• _Work required_
List, from the lines below, each one with "clicks" in it.

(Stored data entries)

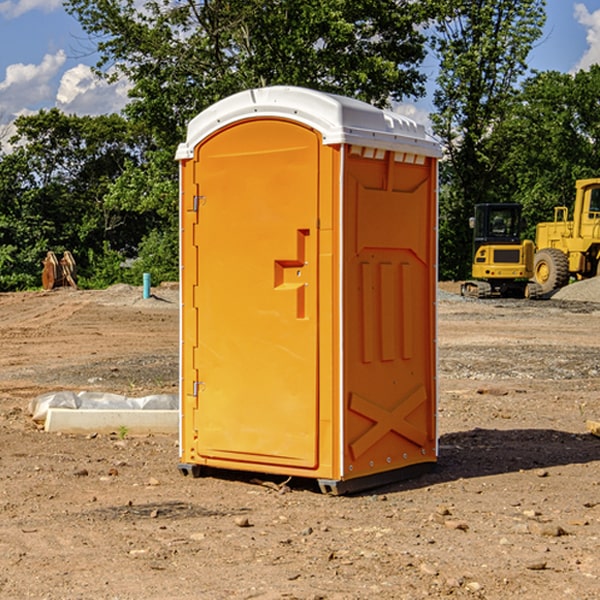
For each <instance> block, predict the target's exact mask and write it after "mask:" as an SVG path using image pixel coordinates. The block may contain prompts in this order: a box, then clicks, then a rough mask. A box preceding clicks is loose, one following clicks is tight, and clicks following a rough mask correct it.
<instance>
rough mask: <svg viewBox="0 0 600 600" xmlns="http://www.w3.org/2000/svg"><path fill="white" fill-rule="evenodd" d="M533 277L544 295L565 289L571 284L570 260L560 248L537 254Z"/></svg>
mask: <svg viewBox="0 0 600 600" xmlns="http://www.w3.org/2000/svg"><path fill="white" fill-rule="evenodd" d="M533 277H534V280H535V282H536V283H537V284H538V285H539V286H540V288H541V293H542V294H548V293H549V292H551V291H553V290H557V289H559V288H561V287H564V286H565V285H567V283H568V282H569V259H568V258H567V255H566V254H565V253H564V252H561V251H560V250H559V249H558V248H544V249H543V250H540V251H539V252H536V253H535V259H534V265H533Z"/></svg>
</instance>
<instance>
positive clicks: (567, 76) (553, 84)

• _Result_
For each <instance> block, predict the target's exact mask and write it after "mask:" as an SVG path using image pixel coordinates. The block may contain prompts in this order: a box, then clicks, then a rough mask. A box preceding clicks is loose, one following clicks is tight, and clicks following a rough mask correct it.
positive clicks: (567, 76) (553, 84)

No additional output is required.